> [TEXT EXCERPT]
···

# CPC and LCT



## dj722000 (Oct 29, 2008)

Has anyone seen or heard anything about this?

**Certified Parts Corporation Signs Agreement for Manufacture of Air-Cooled Engines Plans to Introduce Snow King and Complete Engine Lineup Janesville, WI (September 1, 2010) – Certified Parts Corporation (CPC) of Janesville, WI has announced it has entered into an agreement with LCT, (Liquid Combustion Technology) of Travelers Rest, SC to jointly manufacture air-cooled engines for the outdoor power equipment
market.

LCT’s current horizontal 4-stroke gasoline engine product offering will be extended with this agreement and will also allow CPC and LCT to provide single cylinder and V-twin vertical engines to outdoor power equipment manufacturers. According to Larry Zeman, VP of Winter Engine Products for LCT, “This establishes LCT as an engine manufacturer of choice as it continues to engineer a new generation of power."

···

> [PROVIDED INFORMATION]
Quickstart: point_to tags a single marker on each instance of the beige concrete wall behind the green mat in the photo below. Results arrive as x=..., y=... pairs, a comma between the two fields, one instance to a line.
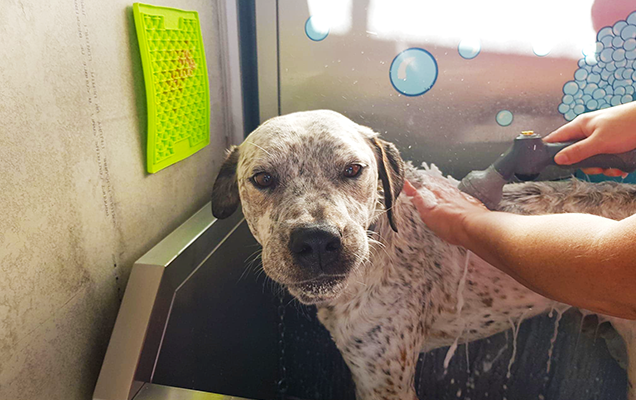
x=76, y=205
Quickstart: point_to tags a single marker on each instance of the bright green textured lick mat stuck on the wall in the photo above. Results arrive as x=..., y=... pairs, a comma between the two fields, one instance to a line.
x=177, y=86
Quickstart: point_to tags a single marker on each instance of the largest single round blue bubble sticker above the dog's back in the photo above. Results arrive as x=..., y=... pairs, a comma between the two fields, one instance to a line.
x=413, y=72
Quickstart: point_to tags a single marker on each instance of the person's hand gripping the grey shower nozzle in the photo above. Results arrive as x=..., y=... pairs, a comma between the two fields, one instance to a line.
x=608, y=131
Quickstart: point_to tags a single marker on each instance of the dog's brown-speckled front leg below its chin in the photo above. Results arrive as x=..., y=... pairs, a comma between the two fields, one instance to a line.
x=381, y=355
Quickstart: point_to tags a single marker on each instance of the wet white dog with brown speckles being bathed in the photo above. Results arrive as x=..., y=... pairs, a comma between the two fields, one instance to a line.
x=321, y=194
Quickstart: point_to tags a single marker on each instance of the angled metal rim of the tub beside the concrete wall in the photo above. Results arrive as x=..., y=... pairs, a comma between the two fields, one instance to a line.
x=136, y=338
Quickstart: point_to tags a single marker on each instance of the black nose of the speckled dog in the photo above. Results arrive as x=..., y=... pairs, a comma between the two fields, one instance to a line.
x=316, y=247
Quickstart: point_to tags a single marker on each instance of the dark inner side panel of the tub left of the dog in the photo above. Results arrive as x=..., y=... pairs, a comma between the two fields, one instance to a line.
x=221, y=335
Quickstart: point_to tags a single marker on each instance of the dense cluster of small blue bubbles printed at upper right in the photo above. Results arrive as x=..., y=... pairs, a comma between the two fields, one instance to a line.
x=606, y=75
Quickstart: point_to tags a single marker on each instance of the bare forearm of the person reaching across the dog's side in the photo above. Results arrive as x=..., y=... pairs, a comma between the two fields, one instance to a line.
x=579, y=259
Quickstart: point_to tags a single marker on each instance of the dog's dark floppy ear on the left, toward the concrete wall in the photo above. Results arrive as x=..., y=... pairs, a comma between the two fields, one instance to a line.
x=225, y=198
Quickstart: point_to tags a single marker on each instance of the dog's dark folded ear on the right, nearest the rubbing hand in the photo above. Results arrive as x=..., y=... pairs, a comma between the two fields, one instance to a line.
x=391, y=172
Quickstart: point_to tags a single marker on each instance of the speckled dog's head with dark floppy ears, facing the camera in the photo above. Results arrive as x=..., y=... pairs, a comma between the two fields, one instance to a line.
x=309, y=186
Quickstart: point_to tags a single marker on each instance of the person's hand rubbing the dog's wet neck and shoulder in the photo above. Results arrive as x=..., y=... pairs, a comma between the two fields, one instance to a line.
x=445, y=210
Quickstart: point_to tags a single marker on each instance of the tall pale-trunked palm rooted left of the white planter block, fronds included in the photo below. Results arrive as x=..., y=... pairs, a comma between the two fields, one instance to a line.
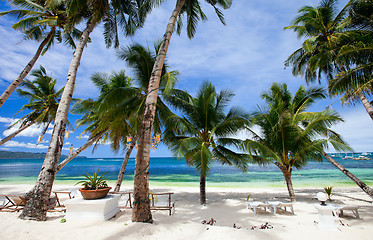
x=94, y=11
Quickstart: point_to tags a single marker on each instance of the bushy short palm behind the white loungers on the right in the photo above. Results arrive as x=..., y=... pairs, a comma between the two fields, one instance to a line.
x=289, y=135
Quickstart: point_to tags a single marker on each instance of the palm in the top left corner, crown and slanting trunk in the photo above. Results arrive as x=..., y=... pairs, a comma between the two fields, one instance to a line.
x=42, y=21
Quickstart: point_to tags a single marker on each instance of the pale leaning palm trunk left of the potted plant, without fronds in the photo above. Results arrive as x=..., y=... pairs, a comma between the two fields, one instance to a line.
x=37, y=198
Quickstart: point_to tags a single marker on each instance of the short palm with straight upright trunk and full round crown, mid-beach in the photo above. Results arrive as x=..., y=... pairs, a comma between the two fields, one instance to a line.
x=204, y=133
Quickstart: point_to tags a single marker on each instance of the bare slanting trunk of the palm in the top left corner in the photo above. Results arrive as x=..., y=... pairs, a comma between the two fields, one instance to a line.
x=26, y=70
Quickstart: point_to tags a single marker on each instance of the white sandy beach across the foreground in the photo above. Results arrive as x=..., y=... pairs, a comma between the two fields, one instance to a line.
x=226, y=206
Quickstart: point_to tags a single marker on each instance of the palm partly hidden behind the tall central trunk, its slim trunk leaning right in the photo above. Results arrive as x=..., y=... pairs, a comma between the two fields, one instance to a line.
x=141, y=60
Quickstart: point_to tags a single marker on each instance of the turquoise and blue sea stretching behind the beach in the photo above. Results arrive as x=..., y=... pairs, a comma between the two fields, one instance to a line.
x=174, y=172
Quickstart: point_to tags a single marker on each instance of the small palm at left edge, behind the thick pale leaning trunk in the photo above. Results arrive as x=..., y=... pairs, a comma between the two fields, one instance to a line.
x=43, y=102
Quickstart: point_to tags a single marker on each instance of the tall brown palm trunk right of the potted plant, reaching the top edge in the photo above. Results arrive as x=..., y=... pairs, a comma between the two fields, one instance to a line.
x=141, y=208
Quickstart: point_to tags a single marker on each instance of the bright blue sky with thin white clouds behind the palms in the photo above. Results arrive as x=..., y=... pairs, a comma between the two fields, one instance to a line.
x=246, y=56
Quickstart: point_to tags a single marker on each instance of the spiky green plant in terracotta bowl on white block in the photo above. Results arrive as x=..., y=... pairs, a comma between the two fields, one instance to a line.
x=94, y=187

···

> [WHAT YOU NEED TO DO]
(a) Answer each question from the CPC and LCT thread, one answer per line, marked (i), (ii), (iii) to match.
(i) In which city and state is Certified Parts Corporation based?
(ii) What does the abbreviation LCT stand for?
(iii) What position does Larry Zeman hold?
(b) From the CPC and LCT thread, list every engine type that is named either as LCT's current offering or as one the agreement will let CPC and LCT provide.

> [TASK-BY-TASK OUTPUTS]
(a)
(i) Janesville, WI
(ii) Liquid Combustion Technology
(iii) VP of Winter Engine Products for LCT

(b)
- Horizontal 4-stroke gasoline engines
- Single cylinder vertical engines
- V-twin vertical engines